### Aim
Rewrite every line of the entries below, requests included, and shift each coordinate in the answers by adding 14 to it. Leave the numbers inside the requests unchanged.

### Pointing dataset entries
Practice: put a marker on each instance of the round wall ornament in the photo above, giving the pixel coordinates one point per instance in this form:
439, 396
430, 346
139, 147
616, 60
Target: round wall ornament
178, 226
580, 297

### Correct output
Practice: put a marker on each instance of the round wall ornament in the photo above, giving the pixel coordinates one point per instance in this form:
439, 396
430, 346
139, 147
616, 60
Target: round wall ornament
192, 240
594, 311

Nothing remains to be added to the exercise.